▶ _练习_:
A) 根据这篇关于Hive虚拟列的文章，虚拟列是从哪个Hive版本开始引入的？
B) 判断下列说法是否符合这篇关于Hive虚拟列的文章，逐条回答"是"或"否"，并引用文中起决定作用的原话：(i) 在非向量执行中，GROUPING__ID同样是在MapOperator时赋值的；(ii) 对于Tez作业，MapOperator的process在MapRecordSource.processRow中被调用；(iii) 本文会讲解虚拟列ROW__IS__DELETED。

▶ _文章节选_:
- 微信
- 微博
  
  分享文章到微博
- 复制链接
  
  复制链接到剪贴板

Hive虚拟列的生成与计算【1】

想要一只猫发表于 2021/09/02 00:38:57 2021/09/02

【摘要】本文主要解析介绍Hive虚拟列相关源码

1. 介绍

虚拟列（Virtual column）自Hive 0.8.0开始引入，截止2021年，Hive支持的虚拟列有INPUT__FILE__NAME、BLOCK__OFFSET__INSIDE__FILE、ROW__OFFSET__INSIDE__BLOCK、RAW__DATA__SIZE、ROW__ID、GROUPING__ID、ROW__IS__DELETED（HIVE-24855, 最新虚拟列，本文不讲解）

当前除了（HIVE-17116 ROW__ID向量化、HIVE-24855 ROW__IS__DELETED向量化）外其他的虚拟列都是不支持向量化的，因此这里只讲解非向量化执行的情况下的虚拟列的生成与计算。

2. HIVE是什么时候给虚拟列赋值的？

对于非向量执行而言，是在MapOperator的时候进行赋值的（GROUPING__ID除外）。首先是调用hasVC()函数判断是否有虚拟列，如果有的话就会调用populateVirtualColumnValues计算虚拟列的值并加入行中，调用链为MapOperator.process-> MapOperator.readRow 。

那么MapOperator的process是什么时候被执行的呢？

对于MapReduce作业来说，是在ExecMapper.run的时候被调用的。
对于Tez作业来说，是在MapRecordSource.processRow被调用。

物体指点数据集的行
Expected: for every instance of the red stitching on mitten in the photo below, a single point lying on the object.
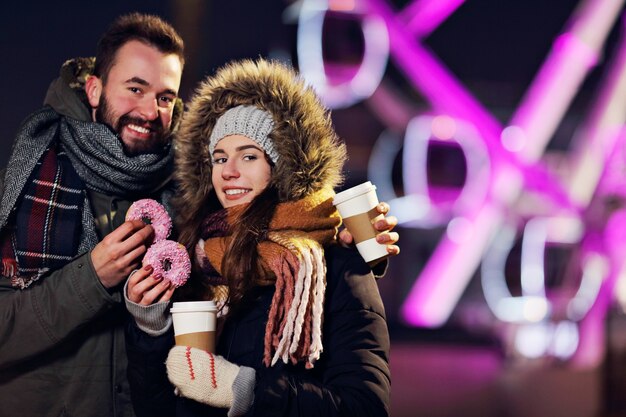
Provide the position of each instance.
(188, 355)
(213, 377)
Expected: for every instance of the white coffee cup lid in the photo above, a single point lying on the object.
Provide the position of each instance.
(355, 191)
(185, 306)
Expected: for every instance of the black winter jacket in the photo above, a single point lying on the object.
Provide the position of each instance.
(351, 378)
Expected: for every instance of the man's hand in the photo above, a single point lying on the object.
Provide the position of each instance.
(384, 226)
(120, 252)
(144, 288)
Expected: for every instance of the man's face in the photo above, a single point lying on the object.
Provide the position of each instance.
(137, 100)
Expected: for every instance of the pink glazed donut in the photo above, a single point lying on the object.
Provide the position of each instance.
(153, 213)
(170, 260)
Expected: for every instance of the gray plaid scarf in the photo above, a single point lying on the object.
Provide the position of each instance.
(95, 153)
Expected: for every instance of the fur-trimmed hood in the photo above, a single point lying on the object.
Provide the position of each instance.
(311, 154)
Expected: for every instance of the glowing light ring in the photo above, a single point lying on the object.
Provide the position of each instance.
(533, 306)
(419, 134)
(311, 59)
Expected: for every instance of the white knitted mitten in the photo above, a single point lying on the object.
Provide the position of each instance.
(202, 376)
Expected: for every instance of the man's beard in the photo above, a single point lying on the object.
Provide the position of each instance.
(156, 144)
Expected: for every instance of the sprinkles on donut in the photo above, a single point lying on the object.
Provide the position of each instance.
(151, 212)
(170, 260)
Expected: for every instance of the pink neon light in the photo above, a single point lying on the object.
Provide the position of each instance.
(552, 91)
(447, 273)
(424, 16)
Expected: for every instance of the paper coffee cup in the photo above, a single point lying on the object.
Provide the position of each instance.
(357, 207)
(194, 324)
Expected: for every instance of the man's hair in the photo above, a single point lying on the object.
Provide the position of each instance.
(149, 29)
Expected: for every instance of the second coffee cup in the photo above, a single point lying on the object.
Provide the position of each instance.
(357, 207)
(194, 324)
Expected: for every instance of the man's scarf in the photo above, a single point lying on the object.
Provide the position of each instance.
(44, 222)
(294, 254)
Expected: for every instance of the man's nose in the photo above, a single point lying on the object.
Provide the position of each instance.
(148, 108)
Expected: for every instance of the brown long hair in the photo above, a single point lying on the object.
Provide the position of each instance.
(241, 265)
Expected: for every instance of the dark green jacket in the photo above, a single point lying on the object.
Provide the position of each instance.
(62, 348)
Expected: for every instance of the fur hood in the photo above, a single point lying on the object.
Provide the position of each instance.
(311, 156)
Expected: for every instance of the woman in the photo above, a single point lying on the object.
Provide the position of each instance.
(303, 330)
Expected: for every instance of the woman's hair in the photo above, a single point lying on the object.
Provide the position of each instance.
(241, 263)
(311, 158)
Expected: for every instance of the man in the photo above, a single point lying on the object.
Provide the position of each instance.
(101, 142)
(65, 246)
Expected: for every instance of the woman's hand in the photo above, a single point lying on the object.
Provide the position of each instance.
(145, 289)
(384, 226)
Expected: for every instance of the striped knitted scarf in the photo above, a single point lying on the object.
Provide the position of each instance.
(45, 218)
(294, 254)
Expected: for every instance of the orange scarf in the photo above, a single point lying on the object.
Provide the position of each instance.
(293, 252)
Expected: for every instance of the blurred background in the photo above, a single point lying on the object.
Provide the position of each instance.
(494, 128)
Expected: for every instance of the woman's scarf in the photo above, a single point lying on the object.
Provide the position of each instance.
(294, 254)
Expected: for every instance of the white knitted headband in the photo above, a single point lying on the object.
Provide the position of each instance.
(248, 121)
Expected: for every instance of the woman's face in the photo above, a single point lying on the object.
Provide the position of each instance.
(240, 170)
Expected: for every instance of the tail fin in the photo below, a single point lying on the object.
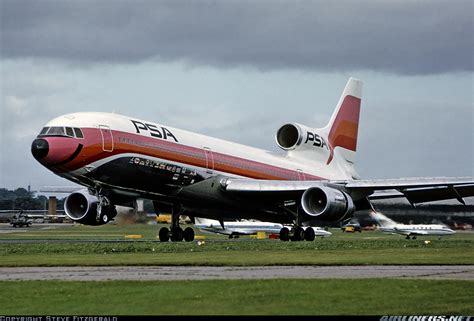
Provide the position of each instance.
(344, 124)
(382, 219)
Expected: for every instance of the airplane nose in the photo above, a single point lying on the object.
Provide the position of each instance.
(39, 148)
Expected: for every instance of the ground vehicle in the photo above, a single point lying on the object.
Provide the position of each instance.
(351, 228)
(20, 220)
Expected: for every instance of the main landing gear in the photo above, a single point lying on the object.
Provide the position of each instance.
(176, 233)
(299, 234)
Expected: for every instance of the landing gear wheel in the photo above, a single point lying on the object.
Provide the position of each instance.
(285, 234)
(104, 218)
(188, 234)
(164, 234)
(177, 234)
(299, 234)
(309, 234)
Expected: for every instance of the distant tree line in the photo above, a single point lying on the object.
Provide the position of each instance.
(20, 198)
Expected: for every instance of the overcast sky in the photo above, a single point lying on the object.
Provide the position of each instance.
(239, 69)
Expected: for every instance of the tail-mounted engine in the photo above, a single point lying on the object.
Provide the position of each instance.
(87, 209)
(327, 204)
(296, 137)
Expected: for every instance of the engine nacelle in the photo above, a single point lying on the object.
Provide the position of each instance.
(297, 137)
(83, 207)
(327, 204)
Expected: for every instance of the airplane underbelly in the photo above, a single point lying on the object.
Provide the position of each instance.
(143, 174)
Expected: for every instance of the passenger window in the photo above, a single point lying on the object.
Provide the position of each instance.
(56, 131)
(69, 131)
(44, 131)
(78, 132)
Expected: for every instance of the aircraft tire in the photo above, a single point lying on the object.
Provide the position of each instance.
(188, 234)
(104, 218)
(299, 234)
(164, 234)
(309, 234)
(177, 234)
(285, 234)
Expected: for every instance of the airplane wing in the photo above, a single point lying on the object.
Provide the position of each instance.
(415, 190)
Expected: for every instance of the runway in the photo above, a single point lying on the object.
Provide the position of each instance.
(170, 273)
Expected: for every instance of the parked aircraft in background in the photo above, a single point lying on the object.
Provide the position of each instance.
(410, 230)
(246, 227)
(119, 159)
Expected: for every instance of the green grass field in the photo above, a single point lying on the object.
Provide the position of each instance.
(239, 297)
(341, 249)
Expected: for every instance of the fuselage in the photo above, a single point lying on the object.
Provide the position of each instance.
(110, 150)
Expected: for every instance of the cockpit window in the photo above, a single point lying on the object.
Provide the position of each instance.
(78, 132)
(62, 131)
(69, 131)
(56, 131)
(44, 131)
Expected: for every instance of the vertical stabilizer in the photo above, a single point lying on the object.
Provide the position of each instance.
(344, 124)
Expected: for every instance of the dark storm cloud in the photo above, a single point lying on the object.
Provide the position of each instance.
(404, 37)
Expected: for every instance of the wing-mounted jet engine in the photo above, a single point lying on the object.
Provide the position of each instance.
(327, 204)
(89, 209)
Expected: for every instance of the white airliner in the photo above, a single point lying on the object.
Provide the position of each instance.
(119, 159)
(247, 227)
(389, 226)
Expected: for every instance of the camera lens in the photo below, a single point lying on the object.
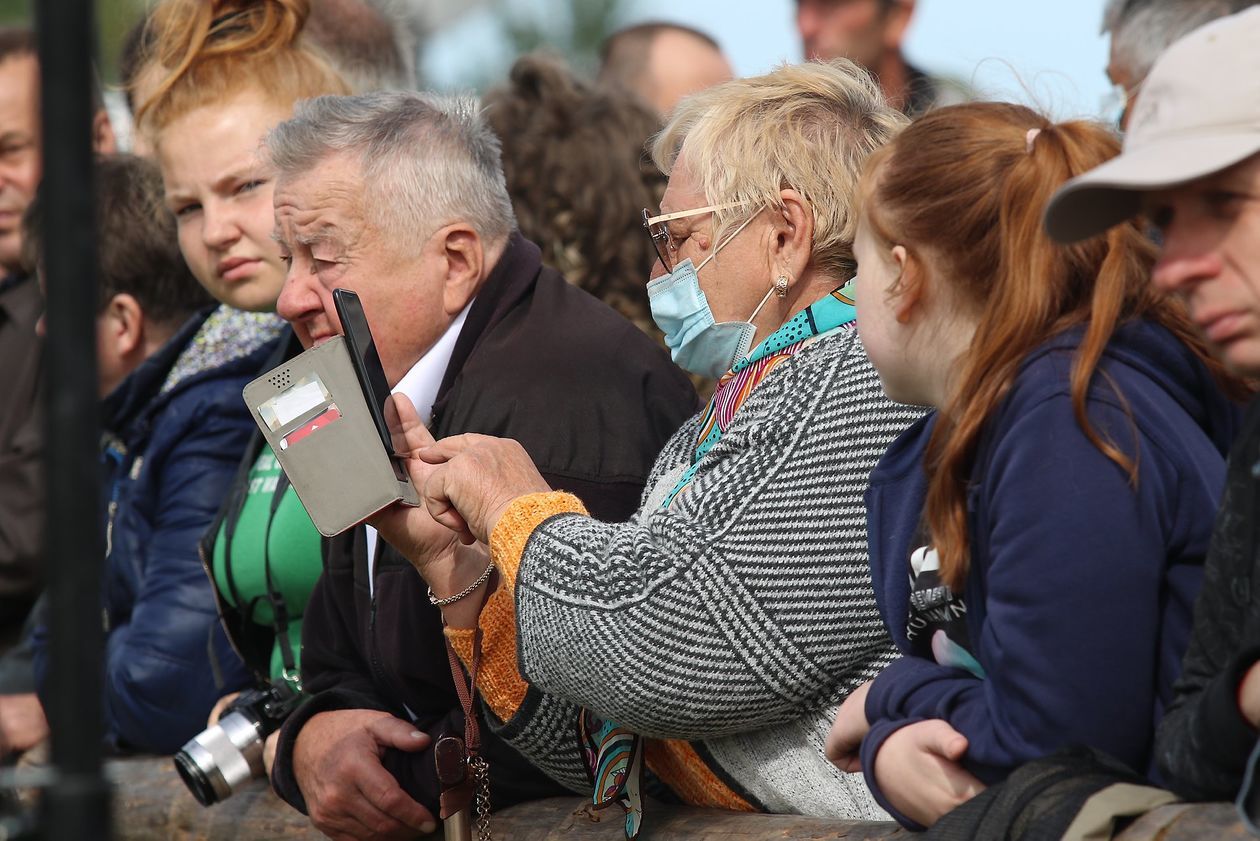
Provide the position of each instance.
(195, 779)
(218, 759)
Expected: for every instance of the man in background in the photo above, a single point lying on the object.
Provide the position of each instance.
(20, 426)
(660, 63)
(1142, 29)
(1191, 163)
(871, 33)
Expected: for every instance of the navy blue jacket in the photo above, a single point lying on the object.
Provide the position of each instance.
(168, 462)
(1081, 588)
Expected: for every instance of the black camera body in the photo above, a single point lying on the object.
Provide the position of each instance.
(219, 758)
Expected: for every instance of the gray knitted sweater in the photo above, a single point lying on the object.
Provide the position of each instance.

▶ _练习答案_:
A) Hive 0.8.0。

B)
(i) 否。"是在MapOperator的时候进行赋值的（GROUPING__ID除外）"
(ii) 是。"对于Tez作业来说，是在MapRecordSource.processRow被调用。"
(iii) 否。"ROW__IS__DELETED（HIVE-24855, 最新虚拟列，本文不讲解）"